- [Requirements] Pull out each line from the lines below that includes the string "post", and copy it unchanged.

- [Material]
--- BEGIN ---

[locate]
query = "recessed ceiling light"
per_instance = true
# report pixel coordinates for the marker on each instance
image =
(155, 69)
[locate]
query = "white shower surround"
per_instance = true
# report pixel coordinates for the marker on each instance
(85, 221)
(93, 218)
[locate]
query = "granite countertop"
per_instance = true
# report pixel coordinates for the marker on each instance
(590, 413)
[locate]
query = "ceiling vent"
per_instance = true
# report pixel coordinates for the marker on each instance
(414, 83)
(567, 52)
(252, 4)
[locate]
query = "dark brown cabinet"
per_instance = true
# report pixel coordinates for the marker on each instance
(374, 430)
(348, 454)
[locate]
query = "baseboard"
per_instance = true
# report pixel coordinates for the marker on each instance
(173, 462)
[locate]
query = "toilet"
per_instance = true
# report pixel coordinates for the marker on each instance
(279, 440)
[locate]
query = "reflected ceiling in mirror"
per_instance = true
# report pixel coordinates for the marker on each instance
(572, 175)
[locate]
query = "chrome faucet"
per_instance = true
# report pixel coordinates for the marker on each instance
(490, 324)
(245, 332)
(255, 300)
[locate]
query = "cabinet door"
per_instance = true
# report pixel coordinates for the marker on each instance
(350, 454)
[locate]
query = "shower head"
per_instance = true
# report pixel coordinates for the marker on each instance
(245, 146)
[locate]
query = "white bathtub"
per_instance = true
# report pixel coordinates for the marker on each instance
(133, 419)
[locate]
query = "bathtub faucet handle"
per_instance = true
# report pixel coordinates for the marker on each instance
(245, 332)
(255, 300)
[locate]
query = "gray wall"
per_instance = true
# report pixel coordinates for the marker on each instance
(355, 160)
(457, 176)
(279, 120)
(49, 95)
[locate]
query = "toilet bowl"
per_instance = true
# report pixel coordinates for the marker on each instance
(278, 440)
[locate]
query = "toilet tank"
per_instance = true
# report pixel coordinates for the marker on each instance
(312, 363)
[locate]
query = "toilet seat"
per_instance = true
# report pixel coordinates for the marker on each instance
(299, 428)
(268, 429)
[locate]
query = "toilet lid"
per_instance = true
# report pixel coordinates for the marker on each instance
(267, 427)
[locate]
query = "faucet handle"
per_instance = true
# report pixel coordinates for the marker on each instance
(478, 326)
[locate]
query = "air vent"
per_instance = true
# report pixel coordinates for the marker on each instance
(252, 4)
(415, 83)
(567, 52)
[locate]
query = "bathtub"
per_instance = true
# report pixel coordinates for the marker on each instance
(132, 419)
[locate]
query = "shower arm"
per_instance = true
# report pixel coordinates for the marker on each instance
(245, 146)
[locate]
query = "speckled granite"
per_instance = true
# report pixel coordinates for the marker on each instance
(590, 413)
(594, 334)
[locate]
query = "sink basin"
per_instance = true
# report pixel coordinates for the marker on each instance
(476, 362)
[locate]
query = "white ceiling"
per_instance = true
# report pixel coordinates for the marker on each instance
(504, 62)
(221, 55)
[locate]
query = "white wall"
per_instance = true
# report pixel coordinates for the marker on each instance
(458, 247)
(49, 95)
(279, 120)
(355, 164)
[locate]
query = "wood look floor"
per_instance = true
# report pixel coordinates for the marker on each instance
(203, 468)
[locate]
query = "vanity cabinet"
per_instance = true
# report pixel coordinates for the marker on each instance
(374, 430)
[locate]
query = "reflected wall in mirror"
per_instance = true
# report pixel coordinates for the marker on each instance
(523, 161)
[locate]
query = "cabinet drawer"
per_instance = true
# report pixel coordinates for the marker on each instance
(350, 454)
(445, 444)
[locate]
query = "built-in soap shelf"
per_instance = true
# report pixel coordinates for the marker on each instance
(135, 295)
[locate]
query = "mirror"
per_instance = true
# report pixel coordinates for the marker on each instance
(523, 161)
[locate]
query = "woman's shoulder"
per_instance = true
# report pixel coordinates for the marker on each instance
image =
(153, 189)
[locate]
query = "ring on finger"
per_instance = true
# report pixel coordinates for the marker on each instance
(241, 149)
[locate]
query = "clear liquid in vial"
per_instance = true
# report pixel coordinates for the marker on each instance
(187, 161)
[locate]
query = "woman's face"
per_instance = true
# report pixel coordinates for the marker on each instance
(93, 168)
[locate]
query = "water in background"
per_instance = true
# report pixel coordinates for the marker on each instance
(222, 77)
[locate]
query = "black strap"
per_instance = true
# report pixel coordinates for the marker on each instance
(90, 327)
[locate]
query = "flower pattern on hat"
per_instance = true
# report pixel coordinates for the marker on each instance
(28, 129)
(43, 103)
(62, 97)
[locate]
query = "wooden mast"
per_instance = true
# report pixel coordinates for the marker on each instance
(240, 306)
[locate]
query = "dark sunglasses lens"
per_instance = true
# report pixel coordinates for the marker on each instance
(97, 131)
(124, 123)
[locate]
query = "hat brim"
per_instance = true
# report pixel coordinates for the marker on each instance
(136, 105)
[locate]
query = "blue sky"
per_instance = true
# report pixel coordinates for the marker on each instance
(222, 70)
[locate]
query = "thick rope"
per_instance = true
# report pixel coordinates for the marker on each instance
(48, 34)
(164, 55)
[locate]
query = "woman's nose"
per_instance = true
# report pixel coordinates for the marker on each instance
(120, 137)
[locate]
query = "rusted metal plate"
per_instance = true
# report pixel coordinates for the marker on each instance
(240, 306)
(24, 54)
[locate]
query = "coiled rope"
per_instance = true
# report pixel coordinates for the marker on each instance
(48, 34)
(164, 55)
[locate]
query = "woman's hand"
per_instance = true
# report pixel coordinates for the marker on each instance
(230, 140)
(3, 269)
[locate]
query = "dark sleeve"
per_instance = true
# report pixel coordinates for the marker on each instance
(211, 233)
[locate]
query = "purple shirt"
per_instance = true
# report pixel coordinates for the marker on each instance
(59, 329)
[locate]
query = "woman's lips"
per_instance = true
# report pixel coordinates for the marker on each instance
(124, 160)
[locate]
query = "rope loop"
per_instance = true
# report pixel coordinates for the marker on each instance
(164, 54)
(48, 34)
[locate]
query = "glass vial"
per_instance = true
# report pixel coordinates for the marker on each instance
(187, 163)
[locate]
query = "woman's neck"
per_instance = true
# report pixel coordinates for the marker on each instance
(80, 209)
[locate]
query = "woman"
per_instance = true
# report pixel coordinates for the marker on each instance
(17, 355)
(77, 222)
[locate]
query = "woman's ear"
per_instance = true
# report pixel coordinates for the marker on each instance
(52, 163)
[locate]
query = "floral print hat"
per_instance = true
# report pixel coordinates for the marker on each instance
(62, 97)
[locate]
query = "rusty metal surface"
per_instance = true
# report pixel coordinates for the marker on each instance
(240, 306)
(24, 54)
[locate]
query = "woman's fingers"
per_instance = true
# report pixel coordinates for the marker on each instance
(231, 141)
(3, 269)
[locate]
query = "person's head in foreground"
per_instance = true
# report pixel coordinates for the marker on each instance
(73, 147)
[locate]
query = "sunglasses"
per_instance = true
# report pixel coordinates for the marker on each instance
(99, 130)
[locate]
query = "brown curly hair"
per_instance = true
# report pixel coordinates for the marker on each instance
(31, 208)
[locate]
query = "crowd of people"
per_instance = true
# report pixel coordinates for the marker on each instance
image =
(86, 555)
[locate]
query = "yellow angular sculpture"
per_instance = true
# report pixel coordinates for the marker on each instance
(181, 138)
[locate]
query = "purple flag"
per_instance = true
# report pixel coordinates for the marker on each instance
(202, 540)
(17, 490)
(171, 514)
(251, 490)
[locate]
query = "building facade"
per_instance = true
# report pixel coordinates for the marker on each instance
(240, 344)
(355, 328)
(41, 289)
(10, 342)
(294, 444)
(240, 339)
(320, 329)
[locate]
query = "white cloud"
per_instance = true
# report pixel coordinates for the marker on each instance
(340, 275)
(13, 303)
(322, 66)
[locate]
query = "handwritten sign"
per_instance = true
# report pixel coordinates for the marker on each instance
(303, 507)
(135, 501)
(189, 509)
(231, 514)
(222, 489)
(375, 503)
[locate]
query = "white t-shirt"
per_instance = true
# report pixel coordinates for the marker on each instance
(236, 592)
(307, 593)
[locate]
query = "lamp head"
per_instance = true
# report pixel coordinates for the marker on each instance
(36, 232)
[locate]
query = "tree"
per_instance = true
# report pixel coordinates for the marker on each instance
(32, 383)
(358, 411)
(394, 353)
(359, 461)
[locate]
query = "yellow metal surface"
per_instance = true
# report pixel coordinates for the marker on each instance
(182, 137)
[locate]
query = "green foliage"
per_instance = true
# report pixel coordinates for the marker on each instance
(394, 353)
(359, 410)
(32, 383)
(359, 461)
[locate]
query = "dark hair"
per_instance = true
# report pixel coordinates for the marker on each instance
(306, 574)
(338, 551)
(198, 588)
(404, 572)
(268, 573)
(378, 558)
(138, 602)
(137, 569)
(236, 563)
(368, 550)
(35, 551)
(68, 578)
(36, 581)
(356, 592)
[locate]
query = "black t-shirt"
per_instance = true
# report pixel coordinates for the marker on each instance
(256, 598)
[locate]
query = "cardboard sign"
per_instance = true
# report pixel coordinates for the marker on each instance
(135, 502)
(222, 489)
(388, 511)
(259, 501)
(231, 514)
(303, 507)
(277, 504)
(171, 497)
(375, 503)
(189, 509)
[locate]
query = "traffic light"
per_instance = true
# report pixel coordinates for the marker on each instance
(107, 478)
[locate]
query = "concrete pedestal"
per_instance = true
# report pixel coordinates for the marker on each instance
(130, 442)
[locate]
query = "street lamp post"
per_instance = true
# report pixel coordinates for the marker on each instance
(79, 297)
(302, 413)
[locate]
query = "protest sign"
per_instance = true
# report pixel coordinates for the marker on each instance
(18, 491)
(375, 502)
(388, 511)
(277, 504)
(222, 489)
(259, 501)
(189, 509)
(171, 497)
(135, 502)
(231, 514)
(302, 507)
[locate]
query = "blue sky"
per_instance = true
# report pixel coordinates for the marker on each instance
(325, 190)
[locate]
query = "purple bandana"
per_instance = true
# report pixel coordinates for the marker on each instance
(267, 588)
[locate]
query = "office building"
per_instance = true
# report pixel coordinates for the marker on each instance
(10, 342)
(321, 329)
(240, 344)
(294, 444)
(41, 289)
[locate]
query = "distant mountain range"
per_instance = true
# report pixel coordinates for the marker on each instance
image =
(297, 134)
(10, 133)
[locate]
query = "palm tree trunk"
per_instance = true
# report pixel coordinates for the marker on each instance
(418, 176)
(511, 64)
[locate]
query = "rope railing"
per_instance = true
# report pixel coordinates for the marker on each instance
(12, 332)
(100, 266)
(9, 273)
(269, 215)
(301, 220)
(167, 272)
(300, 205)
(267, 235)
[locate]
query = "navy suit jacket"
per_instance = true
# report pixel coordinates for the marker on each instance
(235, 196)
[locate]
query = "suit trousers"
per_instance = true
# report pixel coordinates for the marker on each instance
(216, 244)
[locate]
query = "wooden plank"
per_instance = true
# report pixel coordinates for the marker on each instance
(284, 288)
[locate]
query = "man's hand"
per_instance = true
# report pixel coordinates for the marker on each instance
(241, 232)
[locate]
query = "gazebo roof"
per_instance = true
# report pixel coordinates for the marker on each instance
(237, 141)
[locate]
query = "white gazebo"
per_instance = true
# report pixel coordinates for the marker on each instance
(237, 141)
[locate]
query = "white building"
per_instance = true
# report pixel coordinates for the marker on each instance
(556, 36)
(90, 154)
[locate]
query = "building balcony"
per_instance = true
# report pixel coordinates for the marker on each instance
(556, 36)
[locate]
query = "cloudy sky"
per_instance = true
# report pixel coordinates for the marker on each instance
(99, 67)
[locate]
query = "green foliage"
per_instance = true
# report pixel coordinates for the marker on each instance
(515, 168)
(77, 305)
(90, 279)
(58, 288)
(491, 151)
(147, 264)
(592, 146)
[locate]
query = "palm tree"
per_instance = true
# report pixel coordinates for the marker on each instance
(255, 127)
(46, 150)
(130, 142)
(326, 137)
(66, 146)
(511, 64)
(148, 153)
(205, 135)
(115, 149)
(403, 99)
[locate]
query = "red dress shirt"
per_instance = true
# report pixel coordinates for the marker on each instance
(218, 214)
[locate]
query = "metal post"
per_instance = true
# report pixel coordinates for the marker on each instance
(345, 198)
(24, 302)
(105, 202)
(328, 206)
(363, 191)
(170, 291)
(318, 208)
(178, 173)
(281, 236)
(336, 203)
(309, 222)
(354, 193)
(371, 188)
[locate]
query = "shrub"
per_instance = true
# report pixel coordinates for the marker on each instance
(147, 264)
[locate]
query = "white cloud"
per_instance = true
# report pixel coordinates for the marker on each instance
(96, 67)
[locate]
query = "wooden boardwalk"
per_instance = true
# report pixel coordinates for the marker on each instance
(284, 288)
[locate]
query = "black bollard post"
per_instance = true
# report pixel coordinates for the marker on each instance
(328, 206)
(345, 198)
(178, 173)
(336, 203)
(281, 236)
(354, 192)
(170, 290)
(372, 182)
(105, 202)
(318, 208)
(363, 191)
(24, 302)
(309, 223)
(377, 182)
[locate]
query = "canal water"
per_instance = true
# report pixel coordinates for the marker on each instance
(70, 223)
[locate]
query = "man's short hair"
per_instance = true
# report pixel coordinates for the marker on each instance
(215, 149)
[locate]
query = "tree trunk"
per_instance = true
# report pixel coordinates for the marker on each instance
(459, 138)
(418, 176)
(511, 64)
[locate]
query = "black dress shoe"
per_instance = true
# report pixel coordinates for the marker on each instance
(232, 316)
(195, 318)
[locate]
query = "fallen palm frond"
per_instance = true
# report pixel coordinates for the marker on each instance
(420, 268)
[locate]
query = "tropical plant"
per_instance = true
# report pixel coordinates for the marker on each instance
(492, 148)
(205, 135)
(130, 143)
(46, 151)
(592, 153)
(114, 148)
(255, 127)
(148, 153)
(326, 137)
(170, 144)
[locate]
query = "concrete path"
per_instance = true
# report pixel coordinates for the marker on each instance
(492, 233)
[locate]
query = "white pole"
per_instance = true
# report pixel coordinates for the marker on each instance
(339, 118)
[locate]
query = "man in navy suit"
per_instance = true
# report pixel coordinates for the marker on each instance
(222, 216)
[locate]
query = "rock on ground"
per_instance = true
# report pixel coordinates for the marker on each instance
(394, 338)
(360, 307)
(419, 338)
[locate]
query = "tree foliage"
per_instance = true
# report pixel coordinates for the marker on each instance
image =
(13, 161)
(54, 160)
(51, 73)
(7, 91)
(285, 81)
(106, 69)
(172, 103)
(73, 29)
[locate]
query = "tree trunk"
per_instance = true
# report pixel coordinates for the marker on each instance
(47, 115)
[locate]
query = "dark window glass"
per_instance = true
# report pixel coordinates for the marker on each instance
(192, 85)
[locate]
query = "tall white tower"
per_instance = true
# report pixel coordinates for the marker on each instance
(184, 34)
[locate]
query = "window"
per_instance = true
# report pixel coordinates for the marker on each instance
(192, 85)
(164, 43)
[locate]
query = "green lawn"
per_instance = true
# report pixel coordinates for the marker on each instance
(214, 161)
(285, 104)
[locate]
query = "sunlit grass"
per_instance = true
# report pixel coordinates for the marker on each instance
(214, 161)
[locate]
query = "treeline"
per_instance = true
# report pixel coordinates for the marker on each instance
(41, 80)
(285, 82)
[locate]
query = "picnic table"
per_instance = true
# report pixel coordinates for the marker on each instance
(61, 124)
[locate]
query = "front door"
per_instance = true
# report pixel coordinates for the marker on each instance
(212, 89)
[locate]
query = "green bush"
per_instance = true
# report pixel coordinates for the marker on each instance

--- END ---

- [Result]
query = "street lamp post"
query = "metal post"
query = "black bollard post"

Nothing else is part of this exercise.